[Your objective]: Nothing is to be left out: repeat every entry exactly as given.

[Records for processing]:

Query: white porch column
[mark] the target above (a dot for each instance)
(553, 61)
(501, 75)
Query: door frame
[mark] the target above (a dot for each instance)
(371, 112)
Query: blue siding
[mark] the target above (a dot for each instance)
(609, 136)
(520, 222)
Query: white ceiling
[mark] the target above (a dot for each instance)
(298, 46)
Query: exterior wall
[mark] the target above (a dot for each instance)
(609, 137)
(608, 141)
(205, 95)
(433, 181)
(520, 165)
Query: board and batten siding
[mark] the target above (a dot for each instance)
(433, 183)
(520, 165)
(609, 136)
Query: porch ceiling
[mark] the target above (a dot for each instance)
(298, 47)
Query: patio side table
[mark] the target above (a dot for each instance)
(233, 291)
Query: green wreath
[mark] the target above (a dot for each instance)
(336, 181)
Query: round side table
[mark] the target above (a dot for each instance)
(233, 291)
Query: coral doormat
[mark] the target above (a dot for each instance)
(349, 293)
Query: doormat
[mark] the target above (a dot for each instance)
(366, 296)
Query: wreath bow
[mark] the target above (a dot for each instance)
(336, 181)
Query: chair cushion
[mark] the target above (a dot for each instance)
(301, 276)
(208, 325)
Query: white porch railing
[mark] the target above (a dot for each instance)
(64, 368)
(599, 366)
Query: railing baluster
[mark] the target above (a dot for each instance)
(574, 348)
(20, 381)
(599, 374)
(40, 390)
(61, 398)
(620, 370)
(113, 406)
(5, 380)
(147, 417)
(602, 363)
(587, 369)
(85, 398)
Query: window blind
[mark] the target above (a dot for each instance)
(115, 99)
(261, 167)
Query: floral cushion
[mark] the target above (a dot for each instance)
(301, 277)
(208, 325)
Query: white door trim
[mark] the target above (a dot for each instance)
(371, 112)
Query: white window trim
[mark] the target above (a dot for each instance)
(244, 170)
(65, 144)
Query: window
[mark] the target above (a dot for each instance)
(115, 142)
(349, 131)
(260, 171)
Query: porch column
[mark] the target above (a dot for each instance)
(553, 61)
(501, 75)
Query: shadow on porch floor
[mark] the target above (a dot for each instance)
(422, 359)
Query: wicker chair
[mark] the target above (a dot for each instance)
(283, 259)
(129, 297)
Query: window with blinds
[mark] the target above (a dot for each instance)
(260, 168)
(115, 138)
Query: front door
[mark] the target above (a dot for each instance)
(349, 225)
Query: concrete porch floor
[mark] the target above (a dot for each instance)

[Answer section]:
Query: white porch column
[mark] the target above (a dot for each instance)
(553, 61)
(501, 75)
Query: door frame
[mark] the target above (a dot for each instance)
(371, 112)
Query: blue siding
[mark] the target above (a dot for each instance)
(609, 136)
(520, 222)
Query: white ceiling
[mark] the target above (a dot for each instance)
(298, 46)
Query: exterior wall
[mark] the target above (a dot for each instance)
(609, 137)
(608, 141)
(205, 95)
(433, 181)
(520, 165)
Query: board and batten siding
[mark] the target above (a dot for each instance)
(433, 183)
(520, 165)
(609, 136)
Query: porch ceiling
[mark] the target above (a dot for each instance)
(298, 47)
Query: patio side table
[mark] the target above (a dot for each instance)
(233, 291)
Query: green wreath
[mark] the target above (a dot for each instance)
(336, 181)
Query: round side table
[mark] the target above (a dot for each instance)
(233, 291)
Query: coral doormat
[mark] the target above (a dot for each instance)
(349, 293)
Query: doormat
[mark] the target above (a dot for each instance)
(366, 296)
Query: wreath bow
[mark] the target above (a dot for each instance)
(336, 181)
Query: chair cushion
[mark] the target above (a dot for each instance)
(301, 276)
(208, 325)
Query: white porch railing
[mark] the target above (a dot for each instance)
(64, 368)
(599, 366)
Query: railing baluster
[mark] the target above (a dot for each instance)
(574, 348)
(20, 381)
(599, 374)
(40, 390)
(61, 398)
(620, 370)
(113, 406)
(5, 380)
(147, 417)
(602, 363)
(587, 369)
(85, 398)
Query: window blind
[mark] the target above (a dot for each instance)
(115, 99)
(261, 167)
Query: floral cushion
[mark] the target above (a dot for each instance)
(301, 277)
(208, 325)
Query: white door trim
[mark] the target above (a dot for each instance)
(371, 112)
Query: white window trim
[mark] the target above (a dot for each instance)
(244, 170)
(65, 144)
Query: window
[mark] the target above (a dot for each instance)
(115, 142)
(349, 131)
(260, 171)
Query: porch column
[mark] the target above (a dot for each instance)
(553, 61)
(501, 75)
Query: shadow on porch floor
[mark] the target above (a dot for each instance)
(422, 359)
Query: wicker chair
[mark] the target above (a dot for each instance)
(283, 259)
(129, 297)
Query: window with blinds
[mark] the target above (a dot for each instance)
(260, 168)
(115, 138)
Query: front door
[mark] the target above (a dot for each instance)
(349, 225)
Query: concrete porch floor
[mark] the target above (a dot for each instance)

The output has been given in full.